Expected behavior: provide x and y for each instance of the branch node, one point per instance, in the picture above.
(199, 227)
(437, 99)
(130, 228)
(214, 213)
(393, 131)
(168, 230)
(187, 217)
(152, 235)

______________________________

Work instructions:
Reproduce every one of the entries above verbatim, line for line.

Right answer:
Expected behavior: provide x and y for each instance of the branch node, one point per instance, in the picture above.
(199, 227)
(437, 99)
(130, 228)
(214, 213)
(393, 131)
(168, 230)
(187, 217)
(152, 235)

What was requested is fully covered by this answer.